The request: Write out the records below word for word, please.

Data section:
* * * * * * * * *
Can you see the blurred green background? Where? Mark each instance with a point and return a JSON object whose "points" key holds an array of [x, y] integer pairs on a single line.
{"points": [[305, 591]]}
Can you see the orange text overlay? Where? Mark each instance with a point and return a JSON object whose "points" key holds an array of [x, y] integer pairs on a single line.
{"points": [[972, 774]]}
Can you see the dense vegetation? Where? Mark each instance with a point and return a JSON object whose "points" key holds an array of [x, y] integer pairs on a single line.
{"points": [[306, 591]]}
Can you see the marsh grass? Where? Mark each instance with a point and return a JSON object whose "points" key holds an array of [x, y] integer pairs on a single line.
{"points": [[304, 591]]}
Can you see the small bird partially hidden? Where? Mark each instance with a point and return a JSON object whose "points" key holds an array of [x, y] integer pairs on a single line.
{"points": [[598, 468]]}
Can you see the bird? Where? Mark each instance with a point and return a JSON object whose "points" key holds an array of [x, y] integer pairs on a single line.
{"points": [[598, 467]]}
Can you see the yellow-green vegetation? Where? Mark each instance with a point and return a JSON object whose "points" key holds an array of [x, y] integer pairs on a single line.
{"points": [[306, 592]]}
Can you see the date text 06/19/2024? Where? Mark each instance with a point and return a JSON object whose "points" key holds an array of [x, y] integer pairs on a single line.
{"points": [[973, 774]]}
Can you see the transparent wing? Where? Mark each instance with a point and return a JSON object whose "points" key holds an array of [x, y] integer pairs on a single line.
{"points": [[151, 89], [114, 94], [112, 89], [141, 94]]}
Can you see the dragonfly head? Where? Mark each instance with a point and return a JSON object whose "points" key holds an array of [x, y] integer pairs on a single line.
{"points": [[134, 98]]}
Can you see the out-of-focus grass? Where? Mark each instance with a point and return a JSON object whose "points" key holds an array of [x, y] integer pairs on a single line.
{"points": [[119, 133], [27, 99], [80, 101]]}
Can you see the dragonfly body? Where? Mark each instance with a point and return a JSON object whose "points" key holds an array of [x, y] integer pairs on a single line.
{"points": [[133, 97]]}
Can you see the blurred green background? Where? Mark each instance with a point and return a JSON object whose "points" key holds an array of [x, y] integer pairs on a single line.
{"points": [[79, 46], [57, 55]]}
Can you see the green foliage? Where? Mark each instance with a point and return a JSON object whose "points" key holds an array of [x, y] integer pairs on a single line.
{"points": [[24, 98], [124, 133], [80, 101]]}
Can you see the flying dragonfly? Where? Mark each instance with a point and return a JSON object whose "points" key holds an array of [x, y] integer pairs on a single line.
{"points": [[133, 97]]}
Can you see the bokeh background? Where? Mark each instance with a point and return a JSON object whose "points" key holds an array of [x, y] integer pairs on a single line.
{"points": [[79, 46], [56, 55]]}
* * * * * * * * *
Reply to the task:
Can you see the blurred green background? Where? Mark each instance with a point and return a JSON object whose "points" key holds an array of [x, y] integer pairs on a single line.
{"points": [[305, 591]]}
Can you see the orange text overlay? Where? Mark each instance with a point and return a JSON object whose "points" key holds an array of [x, y] integer pairs on a single line.
{"points": [[972, 774]]}
Can you see the dense vegetation? Where? Mark each instance with a point and return a JSON object whose "points" key holds an array of [x, y] integer pairs on a single line.
{"points": [[306, 591]]}
Can you see the marsh grass? Where? Mark each instance with a point and return a JSON object whose "points" key holds an array of [x, y] integer pairs on a single line.
{"points": [[304, 591]]}
Can you see the small bird partially hidden? Where? Mark each instance with a point and return a JSON object whose "points" key holds an array of [x, y] integer pairs on a single line.
{"points": [[598, 468]]}
Can you see the bird? Where? Mark each instance with a point and return a JSON object whose "points" key holds an array of [x, y] integer pairs on a single line.
{"points": [[598, 467]]}
Can you see the yellow-green vegetation? Where? Mark each instance with a point and return a JSON object whose "points" key holds an array of [x, y] integer pairs on a single line.
{"points": [[306, 592]]}
Can you see the date text 06/19/2024? Where? Mark each instance with a point and return a JSON object whose "points" key holds an array of [x, y] integer pairs on a single line.
{"points": [[973, 774]]}
Can you see the transparent wing? Where? Mark each instance with a point and return a JSON object whose "points" key holds an array of [x, y] integer pairs on a single line.
{"points": [[151, 89], [114, 94], [112, 89], [141, 94]]}
Can you see the dragonfly head? Where? Mark each instance with a point and return a JSON object whose "points" key holds an array of [x, y] integer pairs on a single line.
{"points": [[134, 98]]}
Can you see the out-of-focus grass? Where? Mark each instance with a point and return a JSON object whose "points" key holds an array of [x, y] integer pairs on a single line.
{"points": [[119, 133], [27, 99], [80, 101]]}
Can you see the dragonfly body? Where? Mark each instance with a point and return a JSON object whose "points" key holds an array of [x, y] integer pairs on a single line.
{"points": [[133, 97]]}
Can you see the blurred green background? Where? Mark each instance with a point and return a JSON object whose "points" key holds an array of [x, y] integer pairs on a single line.
{"points": [[79, 46], [57, 55]]}
Can you see the green foliage? Where? Mark each instance with a point and return a JSON object whose "points" key holds an array of [x, y] integer pairs on a single line.
{"points": [[24, 98], [124, 133], [80, 101]]}
Can you see the flying dragonfly? Where? Mark each instance with a point and return a JSON object whose "points" key holds an array of [x, y] integer pairs on a single line.
{"points": [[133, 97]]}
Can you see the bokeh background? Where? Mark each instance with a point and return a JSON object whose "points" key holds an array of [x, y] integer pairs on a single line.
{"points": [[79, 46], [56, 55]]}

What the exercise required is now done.